Selection:
** BEGIN **

Here is a full shot with the new lighting, she can even see the shrimps much better she said. As for melting that plant I had to the right of the cave is gone for good I think, but the melting sword in the back left corner has new leaves. The moss on top of the cave tip that was on there for almost a year got ripped off by the current of the filter plus the shrimp so I cut it up into bits and let them get caught all over the tank to carpet out. I added some ludwigia repens to the back right corner that is doing very well. All the plants are doing great, she is very happy with the tank and finds amusement in them pulling the floaters down "their toys" but I did have to remove 2 of the 4 Amano shrimp for a few reasons. The largest one was a bit too mischievous pulling at plants and picking on red cherry shrimp, and the second largest seemed to take over that role plus it was too much for the tank those Amanos from my observation should be kept no more than 3 in a 10 gallon...the two left in this 5 gallon easily outcompete the reds for food I think so we feed them up to twice a week and watch nitrates. As for fish though I am still on a hunt for Boraras brigittae but have not had any local luck, I still may end up putting a few regular male guppies in there until I find them...then pass them over to my friend who has a male ender tank. I will only put 3 fish in here and see how they react, hopefully they stay together toward the top!*


----------



## iFerio (Jul 17, 2016)

I def. understand about the attachment issues. I'm in the same situation with my kids, I'm afraid to get fish without them attaching


----------



## Teebo (Jul 15, 2015)

*Everything is going great and my grandmother loves her shrimps now! I have added yet another power block to the collection haha this time for moon lights which run 24/7*

















*
This tank is officially a RCS tank, no more Amano shrimp. I just dumped around 40 babies in because she has kept a consistent 10 alive for many months now. They are breeding in this tank successfully but I breed them in another tank specifically for Sakura grade, so you will see high grade shrimp in this tank...even though technically this is my hull tank! I do flush out the stinkers to friends from her tank to ensure her population is not degraded. I thought the full size Nerite snails were too large so I have 2 Horned Nerites in here now that seem to keep the glass spotless without starving them. I have been experimenting with micro fish in this tank, I started with 3 Cobra Endlers and they fought with each other constantly and picked on the shrimp so I reduced them down to just 1 solo Endler. Then I added a male feeder guppy but the Endler picked on him and the feeder fought back and I liked the feeder better so the Endler had to go. Now we have just this feeder which is tiny and proportionate to the tank...you can see him in the top left. I am adding Galaxy Rasboras soon and if this feeder chases them I will have to remove him. You can see a small magnetic planter I made in the back but everything seems to die that I plant for various reasons, however the floaters seem to be keeping the nitrates in check now so I may not use it. I switched the floaters to entirely Salvinia Minima since the slim hood rots most other floaters, plus it propagates extremely fast aka uses nitrates faster. I added a Java Fern on some driftwood to the right, and an Anubias on the driftwood in the center, Java Moss on the top and some Wisteria in the back left. I created a Riccia mat on a rock using some nylon line, and the hair grass is dying I do not think the light is high enough. Very low maintenance tank and she loves it, sits next to it all day and I dose Seachem ferts on the weekend as well as a 15% water change.*


----------



## tlriot (May 10, 2014)

** END **

Written instruction 1:
In the aquarium thread, list every plant named in the post that begins "This tank is officially a RCS tank."
The records below are unrelated to the aquarium thread.

[Stored entries]
** BEGIN **

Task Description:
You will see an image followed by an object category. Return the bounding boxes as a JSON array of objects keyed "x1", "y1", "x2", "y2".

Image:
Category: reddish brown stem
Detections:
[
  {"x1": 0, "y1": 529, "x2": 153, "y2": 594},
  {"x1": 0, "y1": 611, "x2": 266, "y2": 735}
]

** END **
** BEGIN **

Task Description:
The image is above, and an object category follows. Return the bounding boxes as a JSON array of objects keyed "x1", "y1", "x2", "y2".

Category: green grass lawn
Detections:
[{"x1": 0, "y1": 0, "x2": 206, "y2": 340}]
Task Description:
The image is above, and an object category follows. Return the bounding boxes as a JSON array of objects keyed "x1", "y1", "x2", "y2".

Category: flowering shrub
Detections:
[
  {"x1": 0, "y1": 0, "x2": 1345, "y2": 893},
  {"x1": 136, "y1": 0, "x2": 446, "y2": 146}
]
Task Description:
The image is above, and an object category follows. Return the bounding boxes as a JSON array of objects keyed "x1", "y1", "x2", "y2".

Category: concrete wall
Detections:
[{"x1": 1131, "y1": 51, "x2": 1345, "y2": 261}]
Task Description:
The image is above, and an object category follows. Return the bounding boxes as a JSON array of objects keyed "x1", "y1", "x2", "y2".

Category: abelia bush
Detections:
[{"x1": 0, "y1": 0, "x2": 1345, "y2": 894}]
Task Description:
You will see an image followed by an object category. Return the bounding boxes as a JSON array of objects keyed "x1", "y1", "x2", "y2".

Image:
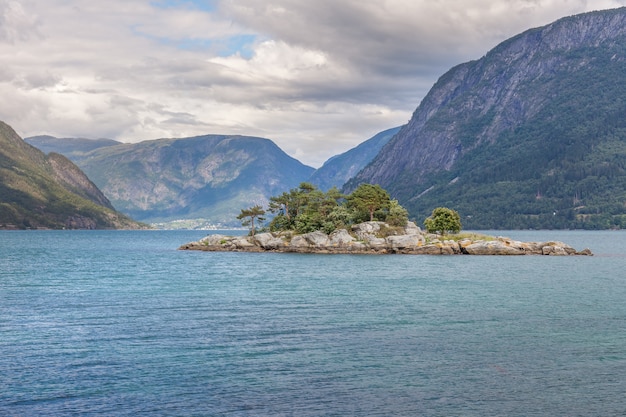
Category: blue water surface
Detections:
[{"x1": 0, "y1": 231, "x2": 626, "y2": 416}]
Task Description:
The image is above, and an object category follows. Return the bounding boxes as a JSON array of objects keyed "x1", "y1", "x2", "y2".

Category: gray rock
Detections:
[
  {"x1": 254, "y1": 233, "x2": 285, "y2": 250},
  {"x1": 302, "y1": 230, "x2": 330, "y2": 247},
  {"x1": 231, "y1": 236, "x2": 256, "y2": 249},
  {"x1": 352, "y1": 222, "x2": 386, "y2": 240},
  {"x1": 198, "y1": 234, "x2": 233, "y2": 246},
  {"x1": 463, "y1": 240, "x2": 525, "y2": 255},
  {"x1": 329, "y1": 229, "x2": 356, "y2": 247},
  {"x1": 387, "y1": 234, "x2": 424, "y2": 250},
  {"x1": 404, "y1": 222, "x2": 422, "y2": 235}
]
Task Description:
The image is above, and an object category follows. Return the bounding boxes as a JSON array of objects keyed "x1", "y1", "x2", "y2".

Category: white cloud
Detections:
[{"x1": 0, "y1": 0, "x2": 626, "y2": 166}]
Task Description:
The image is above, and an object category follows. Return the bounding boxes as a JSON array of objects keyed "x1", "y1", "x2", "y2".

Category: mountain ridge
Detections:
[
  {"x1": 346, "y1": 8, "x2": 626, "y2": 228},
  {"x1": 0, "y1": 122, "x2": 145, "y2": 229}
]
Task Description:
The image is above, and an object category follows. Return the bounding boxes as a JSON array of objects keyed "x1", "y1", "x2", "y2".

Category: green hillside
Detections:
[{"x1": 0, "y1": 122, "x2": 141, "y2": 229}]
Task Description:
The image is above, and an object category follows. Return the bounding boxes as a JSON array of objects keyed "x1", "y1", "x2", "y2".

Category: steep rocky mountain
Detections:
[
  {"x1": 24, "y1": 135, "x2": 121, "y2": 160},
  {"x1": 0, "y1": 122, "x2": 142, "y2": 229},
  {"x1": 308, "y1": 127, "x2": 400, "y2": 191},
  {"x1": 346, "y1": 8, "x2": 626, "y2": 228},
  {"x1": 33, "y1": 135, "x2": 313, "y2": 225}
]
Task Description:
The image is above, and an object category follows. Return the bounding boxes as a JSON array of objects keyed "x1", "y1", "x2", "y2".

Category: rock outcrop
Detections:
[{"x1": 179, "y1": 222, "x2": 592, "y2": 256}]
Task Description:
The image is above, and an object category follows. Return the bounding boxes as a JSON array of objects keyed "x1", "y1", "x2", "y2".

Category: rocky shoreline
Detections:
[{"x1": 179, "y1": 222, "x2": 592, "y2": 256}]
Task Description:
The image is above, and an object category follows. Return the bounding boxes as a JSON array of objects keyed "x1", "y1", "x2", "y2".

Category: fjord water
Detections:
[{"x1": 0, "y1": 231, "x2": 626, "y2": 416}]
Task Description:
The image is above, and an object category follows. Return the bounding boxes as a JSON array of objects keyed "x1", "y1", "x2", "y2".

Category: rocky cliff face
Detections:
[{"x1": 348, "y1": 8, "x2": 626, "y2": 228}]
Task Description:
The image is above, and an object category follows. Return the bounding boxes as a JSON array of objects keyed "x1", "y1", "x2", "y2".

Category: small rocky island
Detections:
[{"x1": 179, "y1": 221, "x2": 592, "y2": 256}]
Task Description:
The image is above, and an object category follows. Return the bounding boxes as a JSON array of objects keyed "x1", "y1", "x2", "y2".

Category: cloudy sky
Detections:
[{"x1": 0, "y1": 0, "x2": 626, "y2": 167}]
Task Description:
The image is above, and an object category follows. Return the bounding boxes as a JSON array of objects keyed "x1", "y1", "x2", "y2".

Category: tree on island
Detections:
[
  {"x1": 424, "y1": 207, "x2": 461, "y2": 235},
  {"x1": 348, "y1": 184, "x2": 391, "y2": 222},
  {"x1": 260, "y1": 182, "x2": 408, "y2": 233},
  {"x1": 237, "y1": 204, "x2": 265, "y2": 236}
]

** END **

Written instruction 2:
Report how many lines of the records contain the string "mountain". Case counts. Give only the number.

Output 1:
Salvinia Minima, Java Fern, Anubias, Java Moss, Wisteria, Riccia, hair grass

Output 2:
2